> Task
Produce an exact copy of the lines from the line containing "the black bag" through the last line of the entries below, and only those lines.

> Excerpted records
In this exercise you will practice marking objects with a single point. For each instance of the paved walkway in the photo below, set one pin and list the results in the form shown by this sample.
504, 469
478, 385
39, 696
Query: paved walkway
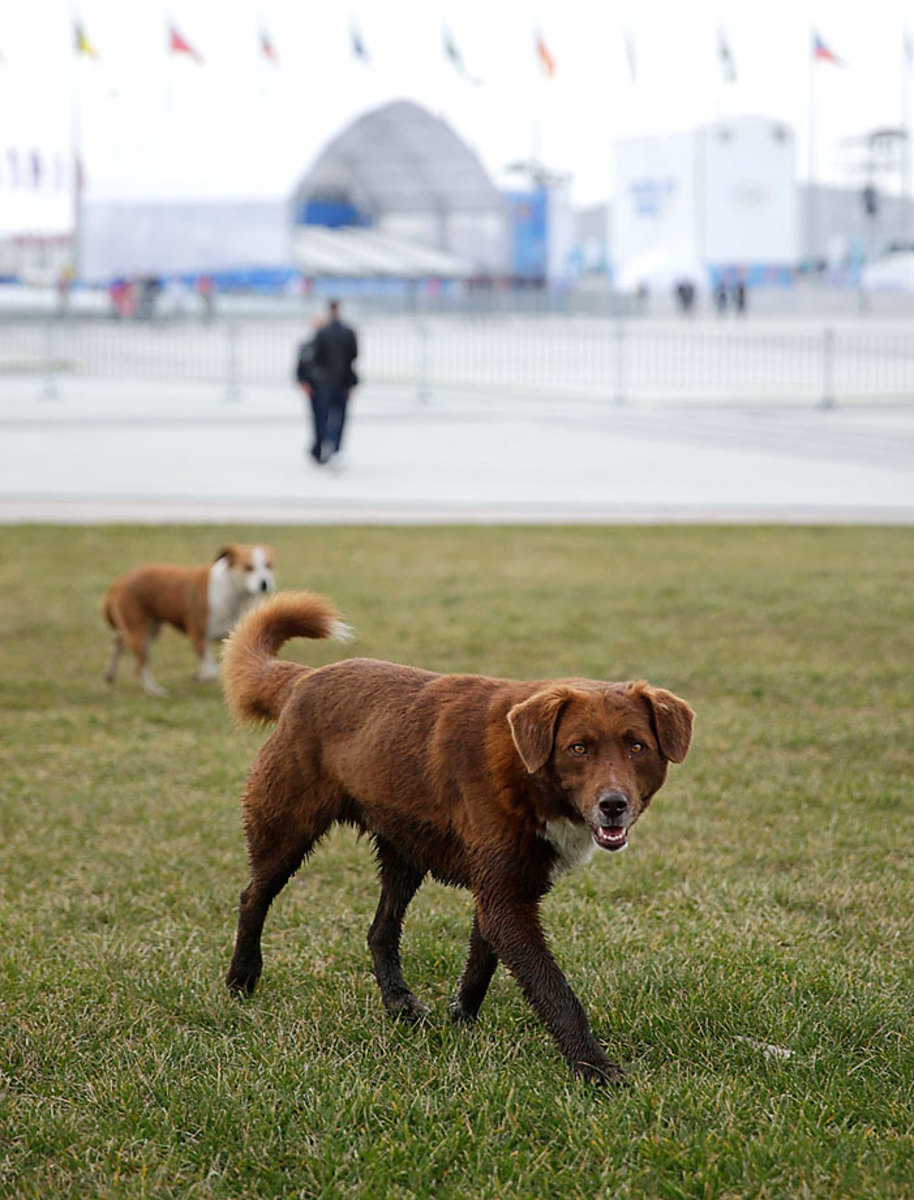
104, 451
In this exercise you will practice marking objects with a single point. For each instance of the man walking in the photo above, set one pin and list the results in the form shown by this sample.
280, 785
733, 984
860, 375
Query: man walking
335, 351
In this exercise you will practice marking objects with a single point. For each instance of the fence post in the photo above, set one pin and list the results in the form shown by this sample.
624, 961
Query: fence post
828, 367
619, 381
424, 391
233, 385
50, 390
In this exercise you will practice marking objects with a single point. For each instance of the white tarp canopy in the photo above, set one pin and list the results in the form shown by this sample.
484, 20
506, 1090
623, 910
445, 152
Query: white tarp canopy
362, 253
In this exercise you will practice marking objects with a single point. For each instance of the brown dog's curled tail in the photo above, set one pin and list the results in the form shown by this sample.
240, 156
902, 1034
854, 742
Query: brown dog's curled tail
257, 683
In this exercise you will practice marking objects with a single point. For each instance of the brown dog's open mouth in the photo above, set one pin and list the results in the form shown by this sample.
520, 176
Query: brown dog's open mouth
611, 837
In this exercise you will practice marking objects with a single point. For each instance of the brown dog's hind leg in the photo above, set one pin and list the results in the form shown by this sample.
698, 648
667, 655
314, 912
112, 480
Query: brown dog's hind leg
481, 963
513, 931
118, 647
269, 876
400, 881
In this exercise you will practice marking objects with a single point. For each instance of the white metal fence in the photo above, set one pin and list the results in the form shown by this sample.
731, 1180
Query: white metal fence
624, 360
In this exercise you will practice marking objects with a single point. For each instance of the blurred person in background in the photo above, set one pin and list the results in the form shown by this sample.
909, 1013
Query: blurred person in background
335, 351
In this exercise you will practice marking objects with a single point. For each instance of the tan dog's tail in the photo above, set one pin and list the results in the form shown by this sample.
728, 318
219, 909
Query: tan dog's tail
254, 681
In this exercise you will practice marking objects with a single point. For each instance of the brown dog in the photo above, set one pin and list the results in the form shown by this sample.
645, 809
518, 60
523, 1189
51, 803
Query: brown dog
493, 785
202, 601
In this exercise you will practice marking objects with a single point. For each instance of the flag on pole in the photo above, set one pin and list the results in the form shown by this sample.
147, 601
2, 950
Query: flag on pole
728, 64
358, 45
179, 45
268, 49
547, 63
82, 43
822, 53
451, 52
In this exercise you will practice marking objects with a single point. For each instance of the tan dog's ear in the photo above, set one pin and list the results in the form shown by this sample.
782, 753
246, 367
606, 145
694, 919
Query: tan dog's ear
533, 725
672, 719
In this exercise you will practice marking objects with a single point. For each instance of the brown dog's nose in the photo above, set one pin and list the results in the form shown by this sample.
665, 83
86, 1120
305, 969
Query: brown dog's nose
612, 805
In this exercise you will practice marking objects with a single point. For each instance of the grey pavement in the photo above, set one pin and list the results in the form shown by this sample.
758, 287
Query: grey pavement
127, 451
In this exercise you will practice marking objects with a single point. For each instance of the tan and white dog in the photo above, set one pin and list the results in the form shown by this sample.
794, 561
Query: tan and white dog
202, 601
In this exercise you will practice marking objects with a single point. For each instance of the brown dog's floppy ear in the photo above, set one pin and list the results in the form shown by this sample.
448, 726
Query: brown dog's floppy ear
533, 725
672, 719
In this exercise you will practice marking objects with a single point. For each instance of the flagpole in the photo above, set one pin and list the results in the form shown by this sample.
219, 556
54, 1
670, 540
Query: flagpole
812, 201
76, 151
906, 148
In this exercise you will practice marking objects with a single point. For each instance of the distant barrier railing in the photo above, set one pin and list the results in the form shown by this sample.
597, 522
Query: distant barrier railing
614, 360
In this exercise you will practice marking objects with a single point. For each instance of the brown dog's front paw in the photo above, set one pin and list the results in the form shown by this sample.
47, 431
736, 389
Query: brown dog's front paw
600, 1074
240, 982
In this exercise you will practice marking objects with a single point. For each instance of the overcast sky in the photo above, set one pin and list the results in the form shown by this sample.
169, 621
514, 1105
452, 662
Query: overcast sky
162, 125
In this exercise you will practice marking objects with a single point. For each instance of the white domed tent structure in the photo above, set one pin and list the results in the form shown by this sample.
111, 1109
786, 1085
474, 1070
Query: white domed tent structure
397, 192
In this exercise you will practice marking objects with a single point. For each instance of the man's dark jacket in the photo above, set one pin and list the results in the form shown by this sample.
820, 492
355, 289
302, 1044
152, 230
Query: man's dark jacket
335, 351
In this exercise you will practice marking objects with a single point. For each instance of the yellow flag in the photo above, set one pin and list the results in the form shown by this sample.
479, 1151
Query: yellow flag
83, 46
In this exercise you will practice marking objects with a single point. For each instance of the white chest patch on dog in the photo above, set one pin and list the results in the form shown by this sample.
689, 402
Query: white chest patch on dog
572, 843
226, 600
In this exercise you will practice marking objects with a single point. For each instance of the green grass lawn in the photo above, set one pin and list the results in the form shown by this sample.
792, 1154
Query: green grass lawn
765, 899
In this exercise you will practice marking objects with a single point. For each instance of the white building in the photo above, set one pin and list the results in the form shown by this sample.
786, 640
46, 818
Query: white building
722, 197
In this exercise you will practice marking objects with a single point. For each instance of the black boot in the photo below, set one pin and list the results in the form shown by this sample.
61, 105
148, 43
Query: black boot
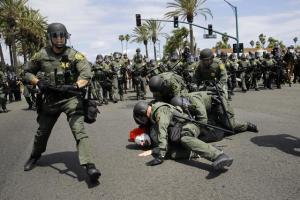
252, 127
92, 172
31, 163
222, 161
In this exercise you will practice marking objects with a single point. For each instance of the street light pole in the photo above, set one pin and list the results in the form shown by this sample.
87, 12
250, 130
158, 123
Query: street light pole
236, 26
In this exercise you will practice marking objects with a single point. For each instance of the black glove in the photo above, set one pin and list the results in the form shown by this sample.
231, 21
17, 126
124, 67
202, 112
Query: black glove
155, 161
66, 88
43, 85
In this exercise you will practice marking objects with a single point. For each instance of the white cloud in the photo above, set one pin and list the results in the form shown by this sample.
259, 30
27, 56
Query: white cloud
96, 25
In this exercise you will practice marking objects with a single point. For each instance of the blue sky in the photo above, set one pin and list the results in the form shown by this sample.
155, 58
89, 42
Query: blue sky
96, 24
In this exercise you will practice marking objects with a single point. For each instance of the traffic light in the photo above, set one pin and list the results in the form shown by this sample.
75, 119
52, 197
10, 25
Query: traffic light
241, 48
175, 21
209, 29
138, 20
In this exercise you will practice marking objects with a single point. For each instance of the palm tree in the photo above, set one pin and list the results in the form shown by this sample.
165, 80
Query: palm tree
188, 9
121, 38
141, 35
262, 39
32, 31
127, 38
10, 10
295, 40
258, 45
23, 28
154, 29
177, 41
252, 43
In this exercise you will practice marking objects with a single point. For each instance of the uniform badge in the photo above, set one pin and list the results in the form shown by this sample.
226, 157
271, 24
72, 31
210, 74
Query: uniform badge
79, 56
222, 66
64, 65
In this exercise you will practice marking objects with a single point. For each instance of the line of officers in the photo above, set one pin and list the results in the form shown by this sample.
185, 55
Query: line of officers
115, 75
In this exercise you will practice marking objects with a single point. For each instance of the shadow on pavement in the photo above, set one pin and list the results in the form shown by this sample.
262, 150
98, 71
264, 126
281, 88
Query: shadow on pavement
72, 167
284, 142
194, 163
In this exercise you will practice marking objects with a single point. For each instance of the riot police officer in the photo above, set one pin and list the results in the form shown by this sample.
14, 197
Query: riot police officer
65, 73
161, 118
211, 69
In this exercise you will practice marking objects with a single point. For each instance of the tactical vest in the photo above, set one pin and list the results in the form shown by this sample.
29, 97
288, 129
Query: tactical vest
173, 85
99, 73
175, 126
59, 69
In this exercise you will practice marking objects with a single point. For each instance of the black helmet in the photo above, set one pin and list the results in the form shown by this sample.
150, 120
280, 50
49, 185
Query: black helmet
152, 62
180, 101
155, 83
243, 56
206, 54
223, 54
140, 113
57, 29
99, 58
117, 55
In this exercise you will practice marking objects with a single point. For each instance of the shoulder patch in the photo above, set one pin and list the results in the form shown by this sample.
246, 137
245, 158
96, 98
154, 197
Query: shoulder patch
222, 66
79, 56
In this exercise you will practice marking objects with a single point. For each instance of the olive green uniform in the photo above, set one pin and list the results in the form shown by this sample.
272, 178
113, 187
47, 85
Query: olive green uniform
162, 117
117, 79
139, 81
2, 90
268, 65
216, 71
77, 68
173, 85
98, 77
244, 65
204, 109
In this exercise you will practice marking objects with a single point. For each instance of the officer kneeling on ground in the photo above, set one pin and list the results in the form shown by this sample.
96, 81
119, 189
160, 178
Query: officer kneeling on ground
65, 72
166, 129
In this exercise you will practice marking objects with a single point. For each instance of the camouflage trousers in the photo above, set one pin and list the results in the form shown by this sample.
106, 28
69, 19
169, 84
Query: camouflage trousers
2, 99
48, 116
189, 141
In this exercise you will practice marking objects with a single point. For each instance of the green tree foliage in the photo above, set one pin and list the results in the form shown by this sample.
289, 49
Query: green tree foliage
224, 43
141, 35
121, 38
177, 41
127, 38
187, 10
252, 43
154, 29
22, 28
272, 41
262, 40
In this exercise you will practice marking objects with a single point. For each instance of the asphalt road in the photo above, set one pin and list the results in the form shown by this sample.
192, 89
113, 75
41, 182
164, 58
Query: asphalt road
266, 165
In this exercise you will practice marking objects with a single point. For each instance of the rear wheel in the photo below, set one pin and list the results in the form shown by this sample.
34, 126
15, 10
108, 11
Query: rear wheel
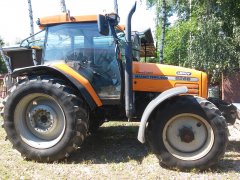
188, 132
44, 119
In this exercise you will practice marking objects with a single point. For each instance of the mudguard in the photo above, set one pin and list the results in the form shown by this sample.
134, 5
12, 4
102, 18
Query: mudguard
153, 104
62, 70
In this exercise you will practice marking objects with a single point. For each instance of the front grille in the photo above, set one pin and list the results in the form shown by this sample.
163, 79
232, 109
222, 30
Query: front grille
193, 89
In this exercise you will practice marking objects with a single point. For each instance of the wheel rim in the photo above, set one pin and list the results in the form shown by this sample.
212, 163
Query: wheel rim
39, 120
188, 136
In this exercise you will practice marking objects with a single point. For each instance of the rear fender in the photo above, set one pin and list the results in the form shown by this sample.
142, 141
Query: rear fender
153, 104
63, 71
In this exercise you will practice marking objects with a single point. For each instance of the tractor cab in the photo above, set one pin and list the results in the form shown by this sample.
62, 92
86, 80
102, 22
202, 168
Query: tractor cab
80, 45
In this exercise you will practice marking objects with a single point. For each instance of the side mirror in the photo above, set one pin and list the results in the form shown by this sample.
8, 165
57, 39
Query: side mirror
103, 27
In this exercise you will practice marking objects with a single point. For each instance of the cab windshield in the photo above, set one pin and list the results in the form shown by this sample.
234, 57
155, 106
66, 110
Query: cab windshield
91, 54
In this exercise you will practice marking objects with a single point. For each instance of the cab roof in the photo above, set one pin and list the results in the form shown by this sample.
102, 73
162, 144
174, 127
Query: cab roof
65, 18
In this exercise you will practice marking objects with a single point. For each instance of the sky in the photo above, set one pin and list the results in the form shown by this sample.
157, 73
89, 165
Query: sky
15, 24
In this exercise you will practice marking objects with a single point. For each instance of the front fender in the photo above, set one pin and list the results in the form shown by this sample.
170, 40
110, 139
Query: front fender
153, 104
61, 70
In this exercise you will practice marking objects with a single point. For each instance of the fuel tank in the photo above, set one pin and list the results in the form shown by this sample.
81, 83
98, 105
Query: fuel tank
151, 77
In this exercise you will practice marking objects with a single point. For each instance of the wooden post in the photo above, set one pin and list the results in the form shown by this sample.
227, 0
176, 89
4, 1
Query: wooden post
63, 6
32, 30
5, 60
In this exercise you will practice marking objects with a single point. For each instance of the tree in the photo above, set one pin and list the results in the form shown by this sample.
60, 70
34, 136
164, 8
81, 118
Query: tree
205, 35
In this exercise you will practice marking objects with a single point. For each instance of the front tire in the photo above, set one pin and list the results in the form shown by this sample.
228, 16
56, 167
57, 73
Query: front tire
44, 119
188, 132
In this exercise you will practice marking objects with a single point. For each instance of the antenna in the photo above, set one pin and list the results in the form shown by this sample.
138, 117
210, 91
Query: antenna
115, 6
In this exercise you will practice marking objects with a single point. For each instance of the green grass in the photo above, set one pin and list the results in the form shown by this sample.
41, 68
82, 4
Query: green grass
112, 153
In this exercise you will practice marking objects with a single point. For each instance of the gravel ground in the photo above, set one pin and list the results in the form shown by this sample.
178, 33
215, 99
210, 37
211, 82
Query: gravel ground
113, 153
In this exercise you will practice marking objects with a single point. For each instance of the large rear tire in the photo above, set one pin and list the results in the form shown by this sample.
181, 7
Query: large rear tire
44, 119
188, 132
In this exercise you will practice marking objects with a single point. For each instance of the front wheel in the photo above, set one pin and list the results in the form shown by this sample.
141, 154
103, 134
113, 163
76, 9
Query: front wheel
188, 132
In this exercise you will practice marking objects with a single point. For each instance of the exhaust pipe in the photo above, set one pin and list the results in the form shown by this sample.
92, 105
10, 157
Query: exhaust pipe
129, 104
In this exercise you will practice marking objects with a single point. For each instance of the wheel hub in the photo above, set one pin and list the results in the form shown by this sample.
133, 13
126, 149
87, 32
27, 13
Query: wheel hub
42, 118
186, 134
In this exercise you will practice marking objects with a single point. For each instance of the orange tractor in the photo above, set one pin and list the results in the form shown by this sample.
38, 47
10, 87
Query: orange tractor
88, 71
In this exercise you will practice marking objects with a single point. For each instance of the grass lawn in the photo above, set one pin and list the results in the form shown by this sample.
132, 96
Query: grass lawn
114, 152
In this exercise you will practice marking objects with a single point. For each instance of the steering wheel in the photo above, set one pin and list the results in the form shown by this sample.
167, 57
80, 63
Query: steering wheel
76, 56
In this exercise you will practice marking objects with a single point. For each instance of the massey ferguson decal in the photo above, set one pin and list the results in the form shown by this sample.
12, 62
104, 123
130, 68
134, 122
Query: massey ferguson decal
173, 78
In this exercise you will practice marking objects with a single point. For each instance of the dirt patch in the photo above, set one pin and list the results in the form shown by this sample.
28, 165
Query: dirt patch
114, 152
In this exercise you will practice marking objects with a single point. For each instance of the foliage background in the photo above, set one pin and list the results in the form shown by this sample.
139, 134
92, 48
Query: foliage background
205, 36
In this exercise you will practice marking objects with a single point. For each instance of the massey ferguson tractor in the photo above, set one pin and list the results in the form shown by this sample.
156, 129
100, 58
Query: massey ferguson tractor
89, 70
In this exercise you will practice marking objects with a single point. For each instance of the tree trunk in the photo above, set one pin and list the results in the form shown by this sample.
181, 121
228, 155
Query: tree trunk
163, 30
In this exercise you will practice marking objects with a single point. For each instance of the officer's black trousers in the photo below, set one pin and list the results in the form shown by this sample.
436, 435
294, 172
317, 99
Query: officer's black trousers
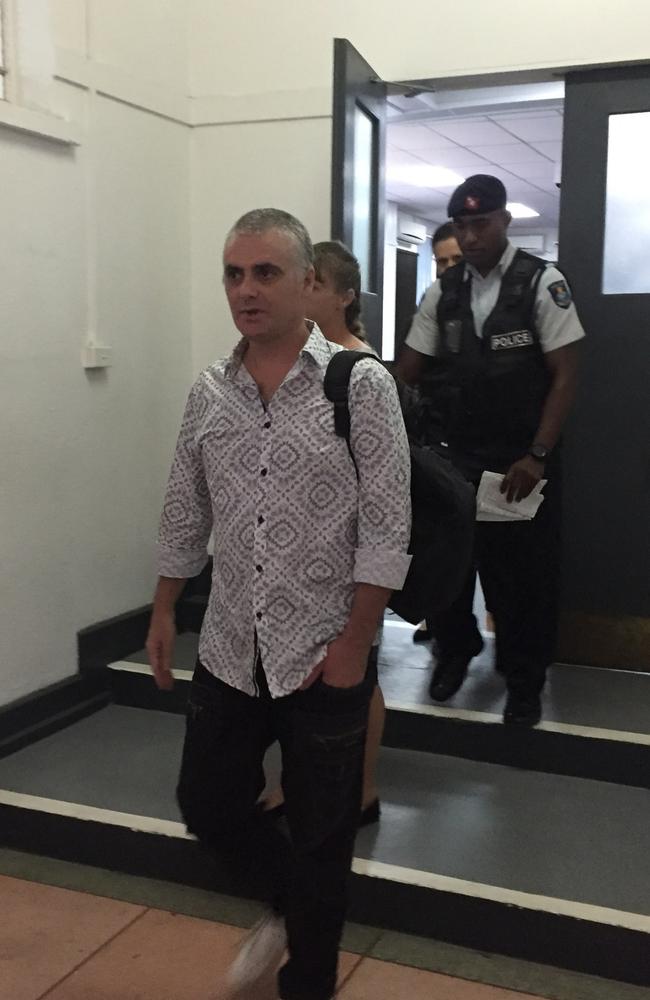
518, 564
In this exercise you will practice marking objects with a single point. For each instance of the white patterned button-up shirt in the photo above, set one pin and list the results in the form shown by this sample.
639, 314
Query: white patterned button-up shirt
294, 530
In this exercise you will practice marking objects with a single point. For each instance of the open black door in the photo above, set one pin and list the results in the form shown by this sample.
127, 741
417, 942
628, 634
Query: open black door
358, 156
605, 252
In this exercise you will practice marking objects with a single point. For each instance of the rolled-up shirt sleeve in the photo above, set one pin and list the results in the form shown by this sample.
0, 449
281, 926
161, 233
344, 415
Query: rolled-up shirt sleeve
186, 520
380, 447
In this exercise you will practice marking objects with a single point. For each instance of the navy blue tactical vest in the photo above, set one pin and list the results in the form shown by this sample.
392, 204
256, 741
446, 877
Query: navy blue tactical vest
494, 387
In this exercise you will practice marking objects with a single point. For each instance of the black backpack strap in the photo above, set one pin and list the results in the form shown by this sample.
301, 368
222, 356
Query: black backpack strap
451, 284
522, 277
336, 385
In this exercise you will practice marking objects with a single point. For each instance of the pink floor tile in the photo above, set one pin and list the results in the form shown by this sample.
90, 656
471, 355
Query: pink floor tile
47, 932
162, 957
373, 980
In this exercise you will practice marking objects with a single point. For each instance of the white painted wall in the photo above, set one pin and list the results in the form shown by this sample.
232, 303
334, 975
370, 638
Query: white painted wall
288, 45
85, 455
283, 164
148, 39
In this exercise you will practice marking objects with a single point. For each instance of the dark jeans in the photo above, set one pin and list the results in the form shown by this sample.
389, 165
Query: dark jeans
518, 564
322, 733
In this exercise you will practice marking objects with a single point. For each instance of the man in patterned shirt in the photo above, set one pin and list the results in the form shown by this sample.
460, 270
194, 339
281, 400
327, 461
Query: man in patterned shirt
305, 558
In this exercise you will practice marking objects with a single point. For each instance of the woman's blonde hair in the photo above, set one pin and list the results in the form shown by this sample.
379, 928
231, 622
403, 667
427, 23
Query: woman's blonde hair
334, 258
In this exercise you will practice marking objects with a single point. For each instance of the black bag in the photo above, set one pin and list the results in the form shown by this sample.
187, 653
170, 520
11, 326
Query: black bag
443, 507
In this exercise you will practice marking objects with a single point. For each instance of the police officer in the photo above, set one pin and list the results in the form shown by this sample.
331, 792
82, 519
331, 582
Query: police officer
504, 325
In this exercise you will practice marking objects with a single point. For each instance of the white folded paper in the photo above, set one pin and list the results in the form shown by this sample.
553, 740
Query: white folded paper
491, 504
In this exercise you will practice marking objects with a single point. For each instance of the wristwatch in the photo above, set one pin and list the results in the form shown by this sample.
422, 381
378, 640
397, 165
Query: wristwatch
539, 452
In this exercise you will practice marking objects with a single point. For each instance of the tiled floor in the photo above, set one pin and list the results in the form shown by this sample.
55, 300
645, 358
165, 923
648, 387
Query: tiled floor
61, 944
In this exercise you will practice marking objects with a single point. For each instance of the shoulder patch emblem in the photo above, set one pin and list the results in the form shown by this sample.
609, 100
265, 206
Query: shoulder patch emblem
560, 294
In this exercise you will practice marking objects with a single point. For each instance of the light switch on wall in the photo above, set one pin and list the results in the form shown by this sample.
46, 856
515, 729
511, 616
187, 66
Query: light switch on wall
96, 356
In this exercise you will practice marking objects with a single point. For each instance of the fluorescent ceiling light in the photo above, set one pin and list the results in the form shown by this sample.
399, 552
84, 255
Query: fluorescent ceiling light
424, 175
519, 211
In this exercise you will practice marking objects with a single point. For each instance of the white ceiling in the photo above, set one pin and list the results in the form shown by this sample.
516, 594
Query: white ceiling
521, 148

> The result
In this exercise you will practice marking objects with a single point. For each instance of the black bag in the photo above, set one pin and list the results in the form shown by this sample.
187, 653
170, 520
11, 326
Query: black bag
443, 507
In this exercise you will practice marking objects with a single point. For each instance of the police officer in the photo above, set one pin and list the results in the form shown by this sample.
331, 792
82, 519
331, 582
Query: police officer
504, 325
In this exercise you will practice marking objects with a single point. For each instance of the white folded paper in the photo above, set one pin and list the results in the form shown by this sample.
553, 740
Query: white folded paper
491, 504
In this exercise you will practice marking objects with a single point. For each instance of the wristwatch in the photo above, set one pin and list the results in the form shown by this sample.
422, 381
378, 640
397, 165
Query: wristwatch
539, 452
In this exercise you will practice marking objects with a single point. For each instance of the tiled floor in the photo above, set one pin and list the results in the form shown by this sample.
55, 300
645, 358
165, 923
648, 387
Query: tiled floor
61, 944
In this exercise you will practice marking objects with a single point. For each instance of the shoulder patch emblem in the photo above, set one pin and list the results in the form shown by this sample.
609, 100
265, 206
Query: shoulder patch emblem
560, 294
In this exercise you will practice marking objects with a single point. For each instance of the light switch on wall in the photo above, set one pin and list the results in the form shown by this sample.
46, 856
515, 729
511, 616
187, 66
Query: light switch on wall
96, 356
In this exercise you will practice marking objects with a single point. For each instance of the fluorescent ceiling light in the photo above, set one pin and list the results in the form shown by this sample.
399, 552
84, 255
Query: fluorescent ceiling light
424, 175
519, 211
In this exercise you will practice marking objects with a single point. For each instance of the white ceiling in the photo above, set one pin and list the results in the form shown by this sample.
516, 594
Query: white ceiling
521, 148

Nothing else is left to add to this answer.